- _Check your understanding_
A – Using the agent authorization code, decide whether each statement agrees with it. Answer yes or no for each, and quote the words from the code that decide it.
(i) Only admins may access another user's data.
(ii) The tenant ID is added to the tool arguments only when the user is an admin.
(iii) The code lists 'guest' as one of the possible user roles.
B – From the agent authorization code, list every key in the dictionary that _log_unauthorized_attempt appends to the audit log.

Threat 2: Authorization Failures in Agentic Systems

python

# Authorization enforcement in AI agents
# Prevents agent from accessing resources the user is not authorized for

from dataclasses import dataclass
from typing import Optional

@dataclass
class AgentContext:
    user_id:       str
    user_role:     str       # 'admin', 'user', 'readonly'
    allowed_scopes: list[str]  # ['read:own_data', 'write:own_data']
    tenant_id:     str

class AuthorizedToolWrapper:
    """
    Wraps agent tools to enforce authorization before execution.
    The agent cannot bypass this — all tool calls go through this wrapper.
    """
    def __init__(self, context: AgentContext):
        self.context = context
        self.audit_log = []
    
    def call_tool(
        self,
        tool_name:      str,
        tool_args:      dict,
        required_scope: str
    ) -> dict:
        # 1. Check scope authorization
        if required_scope not in self.context.allowed_scopes:
            self._log_unauthorized_attempt(tool_name, tool_args, required_scope)
            raise PermissionError(
                f"User {self.context.user_id} lacks scope '{required_scope}' "
                f"required for tool '{tool_name}'"
            )
        
        # 2. Enforce tenant isolation — prevent cross-tenant data access
        if "user_id" in tool_args:
            if tool_args["user_id"] != self.context.user_id:
                # Only admins can access other users' data
                if self.context.user_role != "admin":
                    self._log_unauthorized_attempt(tool_name, tool_args, required_scope)
                    raise PermissionError(
                        f"User {self.context.user_id} cannot access "
                        f"data for user {tool_args['user_id']}"
                    )
        
        # 3. Inject tenant context into tool call to prevent cross-tenant leakage
        tool_args["_tenant_id"] = self.context.tenant_id  # Always filter by tenant
        
        # 4. Log the authorized call
        self._log_authorized_call(tool_name, tool_args, required_scope)
        
        # 5. Execute the tool
        return self._execute_tool(tool_name, tool_args)
    
    def _log_unauthorized_attempt(self, tool_name: str, args: dict, scope: str):
        import datetime
        self.audit_log.append({
            "timestamp":  datetime.datetime.utcnow().isoformat(),
            "type":       "UNAUTHORIZED",
            "user_id":    self.context.user_id,
            "tool":       tool_name,
            "scope_needed": scope
        })
        # In production: send to security monitoring system
    
    def _log_authorized_call(self, tool_name: str, args: dict, scope: str):
        import datetime
        self.audit_log.append({
            "timestamp": datetime.datetime.utcnow().isoformat(),
            "type":      "AUTHORIZED",
            "user_id":   self.context.user_id,
            "tool":      tool_name
        })

Stored records
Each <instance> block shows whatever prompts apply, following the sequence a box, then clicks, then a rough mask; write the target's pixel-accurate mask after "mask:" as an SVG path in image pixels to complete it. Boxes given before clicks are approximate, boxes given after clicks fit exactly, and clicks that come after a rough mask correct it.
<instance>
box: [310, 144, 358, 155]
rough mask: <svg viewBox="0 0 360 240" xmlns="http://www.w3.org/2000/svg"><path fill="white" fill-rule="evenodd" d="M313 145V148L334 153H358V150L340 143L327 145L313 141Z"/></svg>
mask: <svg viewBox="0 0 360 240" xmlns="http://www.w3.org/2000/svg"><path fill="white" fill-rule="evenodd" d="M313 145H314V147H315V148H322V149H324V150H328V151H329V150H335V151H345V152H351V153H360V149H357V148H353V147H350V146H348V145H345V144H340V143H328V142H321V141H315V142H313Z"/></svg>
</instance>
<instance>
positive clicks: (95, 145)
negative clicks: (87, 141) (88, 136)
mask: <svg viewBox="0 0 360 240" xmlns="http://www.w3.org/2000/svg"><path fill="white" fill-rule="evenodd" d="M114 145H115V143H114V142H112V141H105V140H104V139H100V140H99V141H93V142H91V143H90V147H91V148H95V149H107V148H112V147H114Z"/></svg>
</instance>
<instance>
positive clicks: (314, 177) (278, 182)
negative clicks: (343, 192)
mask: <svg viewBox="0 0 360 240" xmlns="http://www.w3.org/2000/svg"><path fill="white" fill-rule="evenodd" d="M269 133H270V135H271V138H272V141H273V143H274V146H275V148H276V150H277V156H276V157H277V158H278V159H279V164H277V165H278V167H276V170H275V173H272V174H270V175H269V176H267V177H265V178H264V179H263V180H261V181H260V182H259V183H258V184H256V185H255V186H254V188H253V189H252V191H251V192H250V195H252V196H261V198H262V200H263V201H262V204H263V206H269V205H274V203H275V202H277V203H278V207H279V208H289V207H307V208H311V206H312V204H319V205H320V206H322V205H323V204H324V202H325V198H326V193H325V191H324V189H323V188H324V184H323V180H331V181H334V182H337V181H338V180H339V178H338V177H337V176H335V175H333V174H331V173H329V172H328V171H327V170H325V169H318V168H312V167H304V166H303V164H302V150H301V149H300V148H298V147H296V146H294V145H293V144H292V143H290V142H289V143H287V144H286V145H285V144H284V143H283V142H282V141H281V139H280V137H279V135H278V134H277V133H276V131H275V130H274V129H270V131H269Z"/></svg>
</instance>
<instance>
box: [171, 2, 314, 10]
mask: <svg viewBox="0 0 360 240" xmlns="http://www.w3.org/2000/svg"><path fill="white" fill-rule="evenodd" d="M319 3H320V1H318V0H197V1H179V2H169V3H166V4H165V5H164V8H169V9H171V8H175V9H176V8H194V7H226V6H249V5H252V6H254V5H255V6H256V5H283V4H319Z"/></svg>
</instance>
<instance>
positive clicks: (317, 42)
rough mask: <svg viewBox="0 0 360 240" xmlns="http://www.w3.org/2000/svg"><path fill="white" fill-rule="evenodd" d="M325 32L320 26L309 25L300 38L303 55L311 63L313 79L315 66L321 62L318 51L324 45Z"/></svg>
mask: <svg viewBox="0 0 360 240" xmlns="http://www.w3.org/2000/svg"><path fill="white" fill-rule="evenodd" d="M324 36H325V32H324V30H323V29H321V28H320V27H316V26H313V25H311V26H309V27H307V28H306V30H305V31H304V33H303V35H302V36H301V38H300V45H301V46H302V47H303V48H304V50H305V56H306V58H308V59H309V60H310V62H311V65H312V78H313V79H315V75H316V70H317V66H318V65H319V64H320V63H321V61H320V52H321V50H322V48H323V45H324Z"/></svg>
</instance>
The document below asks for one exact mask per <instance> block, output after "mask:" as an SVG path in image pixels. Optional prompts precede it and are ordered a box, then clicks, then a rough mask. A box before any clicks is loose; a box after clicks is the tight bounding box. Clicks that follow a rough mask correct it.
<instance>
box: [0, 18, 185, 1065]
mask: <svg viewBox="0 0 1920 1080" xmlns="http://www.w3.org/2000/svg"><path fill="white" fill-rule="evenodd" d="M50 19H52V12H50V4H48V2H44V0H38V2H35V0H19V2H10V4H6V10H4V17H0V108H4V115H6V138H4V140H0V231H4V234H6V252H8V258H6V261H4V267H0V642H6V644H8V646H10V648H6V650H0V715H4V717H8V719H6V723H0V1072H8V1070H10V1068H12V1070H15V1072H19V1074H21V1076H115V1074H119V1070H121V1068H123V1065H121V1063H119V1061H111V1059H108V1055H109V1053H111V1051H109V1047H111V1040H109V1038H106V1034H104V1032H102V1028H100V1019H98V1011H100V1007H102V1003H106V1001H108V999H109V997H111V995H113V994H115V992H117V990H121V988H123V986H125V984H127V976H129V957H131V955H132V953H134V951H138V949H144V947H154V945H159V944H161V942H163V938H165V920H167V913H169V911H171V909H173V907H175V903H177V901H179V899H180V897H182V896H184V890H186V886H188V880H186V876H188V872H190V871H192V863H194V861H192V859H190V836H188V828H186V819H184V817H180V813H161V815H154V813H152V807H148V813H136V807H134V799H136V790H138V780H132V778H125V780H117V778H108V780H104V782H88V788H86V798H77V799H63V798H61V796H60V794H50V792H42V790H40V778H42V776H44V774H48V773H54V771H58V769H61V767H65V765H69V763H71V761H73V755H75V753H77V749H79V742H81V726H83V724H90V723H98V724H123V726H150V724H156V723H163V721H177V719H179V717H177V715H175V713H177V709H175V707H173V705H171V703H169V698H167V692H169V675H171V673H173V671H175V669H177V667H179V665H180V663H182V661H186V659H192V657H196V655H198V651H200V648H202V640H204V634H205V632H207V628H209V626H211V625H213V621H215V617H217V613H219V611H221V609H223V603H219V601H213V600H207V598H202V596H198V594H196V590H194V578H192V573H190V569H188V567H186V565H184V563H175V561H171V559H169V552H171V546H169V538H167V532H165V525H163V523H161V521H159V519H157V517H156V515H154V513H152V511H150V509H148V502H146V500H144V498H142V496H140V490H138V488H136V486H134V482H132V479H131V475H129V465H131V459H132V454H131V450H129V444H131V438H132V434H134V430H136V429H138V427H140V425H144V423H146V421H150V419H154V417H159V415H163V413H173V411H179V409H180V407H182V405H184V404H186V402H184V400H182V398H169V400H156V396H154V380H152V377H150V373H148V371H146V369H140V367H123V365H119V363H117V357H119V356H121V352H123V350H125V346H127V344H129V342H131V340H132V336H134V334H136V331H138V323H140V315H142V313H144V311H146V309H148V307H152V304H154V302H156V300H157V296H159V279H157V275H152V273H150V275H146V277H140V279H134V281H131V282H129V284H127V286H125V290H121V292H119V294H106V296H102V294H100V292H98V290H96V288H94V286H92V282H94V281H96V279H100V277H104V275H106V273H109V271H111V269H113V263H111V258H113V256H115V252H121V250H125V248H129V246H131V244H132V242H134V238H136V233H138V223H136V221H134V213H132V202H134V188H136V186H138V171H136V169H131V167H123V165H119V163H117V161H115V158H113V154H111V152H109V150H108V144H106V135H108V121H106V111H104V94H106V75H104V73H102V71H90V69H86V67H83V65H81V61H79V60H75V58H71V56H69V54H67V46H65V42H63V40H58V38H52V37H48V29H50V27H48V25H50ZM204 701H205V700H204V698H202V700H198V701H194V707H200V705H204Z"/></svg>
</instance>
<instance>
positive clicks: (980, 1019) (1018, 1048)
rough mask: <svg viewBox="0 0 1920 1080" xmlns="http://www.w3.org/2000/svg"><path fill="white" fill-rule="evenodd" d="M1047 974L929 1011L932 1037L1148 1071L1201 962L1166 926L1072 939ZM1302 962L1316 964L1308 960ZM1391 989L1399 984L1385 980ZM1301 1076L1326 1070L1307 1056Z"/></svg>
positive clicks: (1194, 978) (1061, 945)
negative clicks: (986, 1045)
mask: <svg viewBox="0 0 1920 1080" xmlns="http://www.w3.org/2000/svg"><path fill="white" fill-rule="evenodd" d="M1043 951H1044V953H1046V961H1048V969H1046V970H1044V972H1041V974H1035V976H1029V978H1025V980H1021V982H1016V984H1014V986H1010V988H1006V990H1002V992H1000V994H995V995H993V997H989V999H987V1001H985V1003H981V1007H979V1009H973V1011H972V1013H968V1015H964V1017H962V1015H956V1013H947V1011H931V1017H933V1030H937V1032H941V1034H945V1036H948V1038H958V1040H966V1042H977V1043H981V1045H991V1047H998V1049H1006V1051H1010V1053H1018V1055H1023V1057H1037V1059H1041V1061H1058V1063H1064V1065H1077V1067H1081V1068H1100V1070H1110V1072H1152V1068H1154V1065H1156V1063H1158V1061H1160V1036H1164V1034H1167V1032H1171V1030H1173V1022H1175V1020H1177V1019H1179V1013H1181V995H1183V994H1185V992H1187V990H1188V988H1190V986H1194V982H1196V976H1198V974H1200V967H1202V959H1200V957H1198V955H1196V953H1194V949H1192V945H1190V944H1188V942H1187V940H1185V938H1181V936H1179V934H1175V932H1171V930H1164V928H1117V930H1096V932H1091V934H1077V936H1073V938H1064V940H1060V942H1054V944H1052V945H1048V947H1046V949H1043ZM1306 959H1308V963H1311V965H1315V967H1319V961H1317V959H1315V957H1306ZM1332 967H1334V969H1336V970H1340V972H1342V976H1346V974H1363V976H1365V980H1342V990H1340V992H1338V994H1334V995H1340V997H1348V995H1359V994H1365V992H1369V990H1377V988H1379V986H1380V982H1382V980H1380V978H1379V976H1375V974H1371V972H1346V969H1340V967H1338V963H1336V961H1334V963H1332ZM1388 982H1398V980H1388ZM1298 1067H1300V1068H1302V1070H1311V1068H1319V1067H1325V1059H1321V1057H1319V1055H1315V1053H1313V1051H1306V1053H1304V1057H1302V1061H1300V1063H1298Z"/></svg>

- _Numbered answers_
A –
(i) Yes: "# Only admins can access other users' data"
(ii) No: "# Always filter by tenant"
(iii) No: "# 'admin', 'user', 'readonly'"

B – timestamp, type, user_id, tool, scope_needed